===== Data for this exercise =====

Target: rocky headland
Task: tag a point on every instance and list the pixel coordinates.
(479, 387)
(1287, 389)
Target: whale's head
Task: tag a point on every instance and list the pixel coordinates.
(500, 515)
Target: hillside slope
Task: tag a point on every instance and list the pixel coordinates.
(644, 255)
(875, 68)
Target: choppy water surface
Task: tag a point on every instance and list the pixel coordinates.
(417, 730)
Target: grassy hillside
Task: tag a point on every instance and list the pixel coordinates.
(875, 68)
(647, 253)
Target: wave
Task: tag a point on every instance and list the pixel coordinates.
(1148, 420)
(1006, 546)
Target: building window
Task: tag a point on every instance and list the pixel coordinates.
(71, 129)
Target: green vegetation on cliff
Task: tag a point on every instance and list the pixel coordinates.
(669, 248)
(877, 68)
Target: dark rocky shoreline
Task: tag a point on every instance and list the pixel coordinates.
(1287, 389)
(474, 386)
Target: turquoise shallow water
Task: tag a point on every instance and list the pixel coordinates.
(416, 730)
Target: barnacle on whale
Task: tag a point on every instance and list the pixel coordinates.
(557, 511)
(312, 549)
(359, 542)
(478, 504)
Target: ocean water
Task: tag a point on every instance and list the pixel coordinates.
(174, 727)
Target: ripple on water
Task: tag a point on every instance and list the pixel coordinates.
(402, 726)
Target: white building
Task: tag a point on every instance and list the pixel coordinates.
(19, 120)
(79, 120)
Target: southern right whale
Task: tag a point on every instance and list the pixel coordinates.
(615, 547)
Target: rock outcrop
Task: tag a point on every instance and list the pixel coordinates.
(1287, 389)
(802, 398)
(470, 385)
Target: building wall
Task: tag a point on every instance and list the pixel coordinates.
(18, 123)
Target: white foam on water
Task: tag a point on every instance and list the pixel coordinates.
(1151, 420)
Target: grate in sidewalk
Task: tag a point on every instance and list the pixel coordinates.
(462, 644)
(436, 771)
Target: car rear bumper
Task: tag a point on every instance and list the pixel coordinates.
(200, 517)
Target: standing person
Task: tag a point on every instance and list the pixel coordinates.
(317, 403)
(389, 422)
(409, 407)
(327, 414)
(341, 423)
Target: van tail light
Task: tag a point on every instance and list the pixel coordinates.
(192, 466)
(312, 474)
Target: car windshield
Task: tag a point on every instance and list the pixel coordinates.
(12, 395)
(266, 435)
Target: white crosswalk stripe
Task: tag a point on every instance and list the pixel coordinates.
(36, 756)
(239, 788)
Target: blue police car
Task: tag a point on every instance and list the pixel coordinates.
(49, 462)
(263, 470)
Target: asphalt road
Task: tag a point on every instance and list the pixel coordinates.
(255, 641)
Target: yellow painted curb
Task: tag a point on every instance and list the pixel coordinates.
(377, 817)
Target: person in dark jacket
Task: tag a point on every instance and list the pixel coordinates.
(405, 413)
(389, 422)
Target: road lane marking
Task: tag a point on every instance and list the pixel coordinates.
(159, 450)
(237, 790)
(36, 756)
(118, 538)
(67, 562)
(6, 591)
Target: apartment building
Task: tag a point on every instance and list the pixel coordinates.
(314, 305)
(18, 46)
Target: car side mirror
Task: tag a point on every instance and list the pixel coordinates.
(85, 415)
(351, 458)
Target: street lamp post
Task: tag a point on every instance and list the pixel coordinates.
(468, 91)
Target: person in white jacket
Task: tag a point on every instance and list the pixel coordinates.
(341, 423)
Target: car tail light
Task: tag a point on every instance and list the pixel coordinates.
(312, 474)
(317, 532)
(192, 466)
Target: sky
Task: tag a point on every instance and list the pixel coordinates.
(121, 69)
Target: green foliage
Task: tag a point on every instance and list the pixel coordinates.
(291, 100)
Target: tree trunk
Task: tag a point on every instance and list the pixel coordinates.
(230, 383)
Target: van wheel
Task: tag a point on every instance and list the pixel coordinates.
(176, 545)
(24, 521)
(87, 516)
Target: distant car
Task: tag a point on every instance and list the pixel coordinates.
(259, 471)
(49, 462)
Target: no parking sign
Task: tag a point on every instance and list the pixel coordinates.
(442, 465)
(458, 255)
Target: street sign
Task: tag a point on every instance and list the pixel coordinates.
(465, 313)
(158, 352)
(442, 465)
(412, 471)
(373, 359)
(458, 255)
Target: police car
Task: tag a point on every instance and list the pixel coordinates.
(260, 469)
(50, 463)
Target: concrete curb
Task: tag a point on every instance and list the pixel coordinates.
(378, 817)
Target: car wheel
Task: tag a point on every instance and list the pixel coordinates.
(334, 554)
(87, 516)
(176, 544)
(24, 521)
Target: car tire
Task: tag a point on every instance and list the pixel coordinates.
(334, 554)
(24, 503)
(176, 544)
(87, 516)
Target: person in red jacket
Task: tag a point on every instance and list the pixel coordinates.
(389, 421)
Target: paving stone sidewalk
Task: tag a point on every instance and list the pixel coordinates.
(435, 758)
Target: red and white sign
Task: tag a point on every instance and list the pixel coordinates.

=====

• Instruction: Reproduce all of the recorded data above, line for line, with no changes.

• Worked answer:
Target: rocky headland
Task: tag a point on every instance and list the pixel coordinates.
(479, 387)
(1287, 389)
Target: whale's head
Task: tag a point on every instance and list the pixel coordinates.
(500, 515)
Target: hillside slope
Task: tag a point on every instance and list the pixel coordinates.
(644, 255)
(875, 68)
Target: choppy water surface
Task: tag a point on every instance and list the pixel coordinates.
(417, 730)
Target: grassy hillside
Task: tag a point on every instance and list the pixel coordinates.
(875, 68)
(647, 253)
Target: wave
Task: tag a point on every instance and list the pixel coordinates.
(1148, 420)
(1006, 546)
Target: building window
Task: tag a point on every instance and list the pixel coordinates.
(71, 129)
Target: green vegetation on cliff
Task: tag a point on every instance and list the pixel coordinates.
(669, 248)
(877, 68)
Target: dark rocky shoreline
Task: tag a point on every instance and list the pixel coordinates.
(1287, 389)
(474, 386)
Target: turquoise shallow water
Task: tag a point on every instance and list the pixel coordinates.
(416, 730)
Target: barnacle on whale
Task: tag a point on every instance and list the pixel coordinates.
(557, 511)
(312, 549)
(359, 542)
(478, 504)
Target: ocean water
Task: tag a point on every instance and list the pixel coordinates.
(174, 727)
Target: ripple on water
Task: tag a point on every instance and list the pixel coordinates.
(402, 726)
Target: white building
Task: tag a point on every instance and list the pixel coordinates.
(19, 120)
(79, 120)
Target: southern right whale
Task: tag a point on every instance and list the pixel coordinates.
(615, 547)
Target: rock outcrop
Task: tag a point on every instance and list the pixel coordinates.
(1287, 389)
(802, 398)
(470, 385)
Target: building wall
Task: tag a point on every instance and list the pixel coordinates.
(18, 123)
Target: white foam on water
Task: tag a point on every instance and list the pixel coordinates.
(1151, 420)
Target: grate in sidewalk
Task: tag a point on every instance and list the pixel coordinates.
(462, 644)
(436, 771)
Target: car rear bumper
Task: tag a point on every instance and list the pixel coordinates.
(200, 517)
Target: standing person
Task: tag a point on every instance and list the pixel coordinates.
(317, 403)
(389, 422)
(409, 407)
(327, 414)
(341, 423)
Target: van tail light
Task: tag a point on every instance and list the pixel coordinates.
(192, 466)
(312, 474)
Target: car windshield
Task: tag a point on every instance and list the pixel coordinates.
(12, 395)
(266, 435)
Target: white crosswalk stripe
Task: tag a point on every instance and list the pixel coordinates.
(36, 756)
(239, 788)
Target: blue police car
Task: tag a point on every instance and list the pixel coordinates.
(49, 462)
(263, 470)
Target: asphalt road
Task: tag a point on every instance and list the pixel coordinates.
(255, 641)
Target: yellow painted curb
Task: tag a point on every instance and list the pixel coordinates.
(377, 817)
Target: person in dark jacket
Task: tag a point on every instance and list the pixel coordinates.
(405, 413)
(389, 422)
Target: road lane marking
Task: tag a point on every instance and list the pixel coordinates.
(159, 450)
(237, 790)
(36, 756)
(118, 538)
(67, 562)
(6, 591)
Target: apartment building
Task: tag a point on every instance and list the pixel coordinates.
(314, 305)
(18, 46)
Target: car side mirror
Task: tag a point on every instance and list the pixel coordinates.
(85, 415)
(351, 458)
Target: street lamp post
Task: tag a point on every instance and list the pixel coordinates.
(468, 91)
Target: person in white jacket
Task: tag a point on every instance and list the pixel coordinates.
(341, 423)
Target: car tail light
Task: tag a point on every instance and list the pixel coordinates.
(312, 474)
(317, 532)
(192, 466)
Target: sky
Task: tag a point on every instance and list the pixel coordinates.
(121, 69)
Target: green foliage
Task: tag a point on every instance and list the pixel coordinates.
(291, 100)
Target: tree trunk
Task: tag a point on every instance and list the pixel coordinates.
(230, 383)
Target: van wheel
Task: tag a point on every instance and list the pixel coordinates.
(176, 545)
(24, 521)
(87, 516)
Target: distant car
Task: tag a point on every instance and list the pixel coordinates.
(259, 471)
(49, 462)
Target: no parking sign
Task: tag a point on every instance and list the pixel coordinates.
(442, 465)
(458, 255)
Target: street sign
Task: tag a point on every instance and list the pixel coordinates.
(465, 313)
(158, 352)
(442, 465)
(412, 471)
(373, 359)
(458, 255)
Target: police car
Task: tag a point on every instance and list the pixel coordinates.
(260, 469)
(50, 463)
Target: concrete curb
Task: tag a point on every instance and list the pixel coordinates.
(378, 817)
Target: car wheel
Task: tag a point on every instance and list the pixel coordinates.
(334, 554)
(87, 516)
(176, 544)
(24, 521)
Target: car tire
Task: tag a point on every instance and list the pixel coordinates.
(334, 554)
(24, 503)
(176, 544)
(87, 516)
Target: person in red jacket
Task: tag a point on every instance and list the pixel coordinates.
(389, 421)
Target: paving stone sidewalk
Task: tag a point on every instance and list the pixel coordinates.
(435, 758)
Target: red and white sign
Task: tag a point on every instance and list the pixel coordinates.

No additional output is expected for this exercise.